Hi! My name is Haley Smith and I just finished my senior year at Temple University where I studied bioengineering. I had an awesome first week at Backyard Brains, meeting all the fellows and familiarizing myself with the workspace and the BYB kits was a fun way to get started. I have extensive lab experience in the fields of biomechanical engineering, neuroengineering, and molecular/cellular engineering, all of which has helped prepare me for my unique project this summer: studying mosquito love songs!  For my research, I will begin by designing methodology to record the frequency patterns of mosquito wings as they begin the mating process. I’m hoping through analysis of these patterns, I will be able to reveal key parameters and cues in the mosquito mating process. You can see in the graphic below (from the Cornell paper which inspired this project titled “Harmonic Convergence in the Love Songs of the Dengue Vector Mosquito”) how the female mosquito’s frequency changes over time to match the male’s…

Harmonic Convergence.

By understanding more about mosquito mating, the scientific community can come up with new ways to help control mosquito populations and limit the spread of mosquito-borne diseases. I am so excited to begin working on this proposed project by Dr. Ronald Hoy at Cornell University, department of neurobiology and behavior!

Presentation of my Senior Design Project, I’m third from the left!

-.-.-

**WHAT YOU NEED TO DO:**
(A) In the mosquito love songs post, substitute "numbers" for "populations" and reproduce the passage from "By understanding more" up to and including "neurobiology and behavior!".
(B) According to the mosquito love songs post, who proposed the project the writer will work on?
(C) Write the next part of the mosquito love songs post, starting after its final sentence.
The lines that come next are separate material, unconnected to the mosquito love songs post.

**SOURCE INFORMATION:**
-.-.-

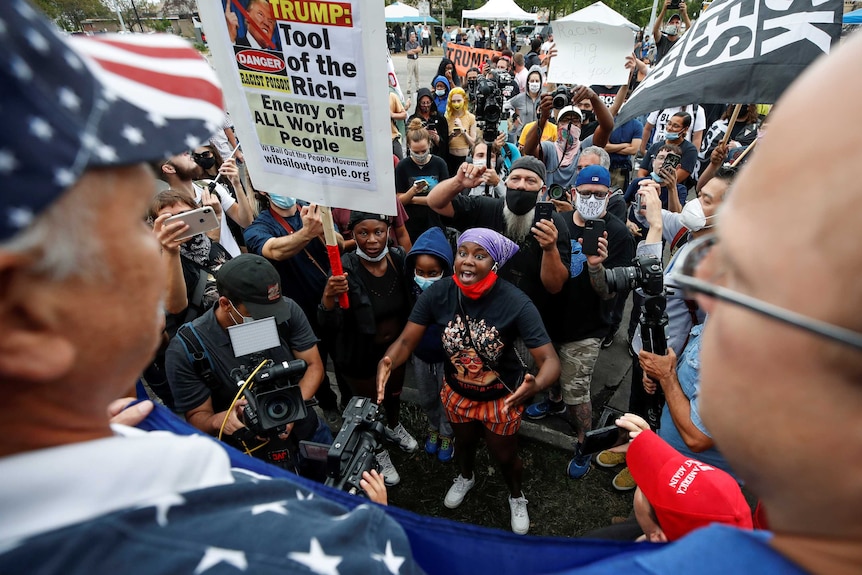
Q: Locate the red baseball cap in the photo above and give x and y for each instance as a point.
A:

-.-.-

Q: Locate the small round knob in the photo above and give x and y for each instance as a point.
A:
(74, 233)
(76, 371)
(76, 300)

-.-.-

**OUTPUTS BY TASK:**
(A)
By understanding more about mosquito mating, the scientific community can come up with new ways to help control mosquito numbers and limit the spread of mosquito-borne diseases. I am so excited to begin working on this proposed project by Dr. Ronald Hoy at Cornell University, department of neurobiology and behavior!

(B) Dr. Ronald Hoy at Cornell University, department of neurobiology and behavior.

(C)
Before beginning my fellowship position at BYB this summer, I worked under the supervision of a neuroengineering professor in a medical research lab at Temple University Hospital. At the lab, I worked primarily on my senior design project:  engineering a nerve cuff electrode for the reinnervation of bladder function in individuals with spinal cord injuries and/or neurological disorders. Within this project, I utilized shape memory materials (specifically an Ni-Ti SMA alloy) embedded in the nerve cuff wall to facilitate surgical implantation, which worked thanks to a self-closing property of these materials under specific temperature thresholds. This idea came to me after discussing flaws with current nerve cuff electrodes used to restore bladder function with Dr. Michael Ruggieri, a professor of cell anatomy and biology at Temple University. Dr. Ruggieri dedicates his time and skills to work on NIH-funded projects in order to reveal pathogenic mechanisms of clinically relevant human disorders with the hopes of establishing clinical trials. His work on lower urinary tract denervation revealed many surgical implantation difficulties and complications, which inspired my idea of incorporating a shape memory alloy in the cuff design to help establish a more effective and efficient means of implanting such devices.

Through this research, I worked with MATLAB and utilized high-speed motion capture systems while also applying mathematic computations of body mechanics, forces associated with locomotion, and other engineering principles of physiological systems. These experiences and skills make me very confident I can invent methodology to study the mosquito love song and, after recording data, come up with some hypotheses and experiments to perform! It’s going to be an exciting summer! I can’t wait to get started!